PROBLEM TO SOLVE: All entries are to be returned verbatim.

(Items from a data source)
------------------------------------------------------------------------
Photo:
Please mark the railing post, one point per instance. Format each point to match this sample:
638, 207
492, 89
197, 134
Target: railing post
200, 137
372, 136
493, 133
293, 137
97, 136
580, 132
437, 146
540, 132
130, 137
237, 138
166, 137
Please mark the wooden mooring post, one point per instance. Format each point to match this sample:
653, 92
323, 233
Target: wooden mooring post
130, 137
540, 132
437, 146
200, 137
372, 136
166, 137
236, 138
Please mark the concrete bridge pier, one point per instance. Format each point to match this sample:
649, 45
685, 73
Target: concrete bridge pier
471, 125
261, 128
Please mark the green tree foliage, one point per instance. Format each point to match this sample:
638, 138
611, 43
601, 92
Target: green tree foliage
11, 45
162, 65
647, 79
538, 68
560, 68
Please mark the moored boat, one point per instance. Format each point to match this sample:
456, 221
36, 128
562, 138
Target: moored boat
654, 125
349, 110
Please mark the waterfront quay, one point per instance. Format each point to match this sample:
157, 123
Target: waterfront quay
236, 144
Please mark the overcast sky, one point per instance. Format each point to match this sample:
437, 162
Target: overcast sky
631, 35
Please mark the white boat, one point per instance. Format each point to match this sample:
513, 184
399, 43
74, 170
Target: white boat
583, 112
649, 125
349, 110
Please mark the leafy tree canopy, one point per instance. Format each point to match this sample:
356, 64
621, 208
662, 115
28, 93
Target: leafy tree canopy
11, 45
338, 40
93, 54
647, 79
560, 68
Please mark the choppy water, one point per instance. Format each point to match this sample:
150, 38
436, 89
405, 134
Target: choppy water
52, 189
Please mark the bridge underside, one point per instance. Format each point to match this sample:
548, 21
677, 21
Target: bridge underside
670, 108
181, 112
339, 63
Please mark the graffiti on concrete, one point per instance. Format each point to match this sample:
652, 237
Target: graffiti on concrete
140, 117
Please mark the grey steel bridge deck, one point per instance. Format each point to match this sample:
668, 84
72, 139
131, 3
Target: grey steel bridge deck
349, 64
------------------------------------------------------------------------
ANSWER AREA:
Photo:
Please mark the railing post, one point per instance. Format each point to match this sample:
638, 207
492, 89
197, 134
Target: railing post
200, 137
372, 136
493, 133
293, 137
97, 136
580, 132
437, 146
540, 132
130, 137
237, 138
166, 137
Please mark the wooden mooring post, one point per instance. Format each point to match this sample:
653, 92
323, 233
Target: wooden mooring post
130, 137
540, 132
437, 146
200, 137
372, 136
166, 137
236, 138
Please mark the concrete bridge pier, one point per instance. Format each point to match this sample:
649, 45
685, 73
Target: concrete bridge pier
471, 125
261, 128
Please mark the green tree foliage, one point per instance. Format each point to match this sample:
638, 138
611, 43
601, 92
Target: green tree foliage
11, 45
162, 65
647, 79
538, 68
560, 68
Please mark the moored boat, one point per instance. Format each point to match this sample:
456, 221
36, 128
562, 138
Target: moored boat
654, 125
349, 110
Please mark the waterfront quay, one point per instance. Format each point to match this sample:
157, 123
Target: waterfront quay
236, 144
Please mark the overcast sky, one point per instance. Format each point to match this sample:
437, 162
Target: overcast sky
631, 35
Please mark the white boat, one point per instance. Format each point to match this sample:
513, 184
399, 43
74, 170
Target: white boat
583, 112
649, 125
349, 110
Please mark the leafy tree canopy, one point per instance. Format each point to match this sample:
356, 64
621, 208
662, 115
28, 93
Target: leafy tree canopy
11, 45
338, 40
93, 54
647, 79
560, 68
Please mark the choppy water, one point per instance. Format each point to match this sample:
150, 38
436, 89
405, 134
Target: choppy water
52, 189
Please mark the bridge underside, one point per instance. Format each point to match this sample:
548, 21
677, 21
Target: bridge underside
670, 108
181, 112
339, 63
Please mark the graffiti on concrete, one point per instance. Format each point to match this sample:
652, 237
Target: graffiti on concrete
140, 117
Please mark the grey steel bridge deck, one point per instance. Format each point to match this sample:
668, 84
72, 139
131, 3
Target: grey steel bridge deck
349, 64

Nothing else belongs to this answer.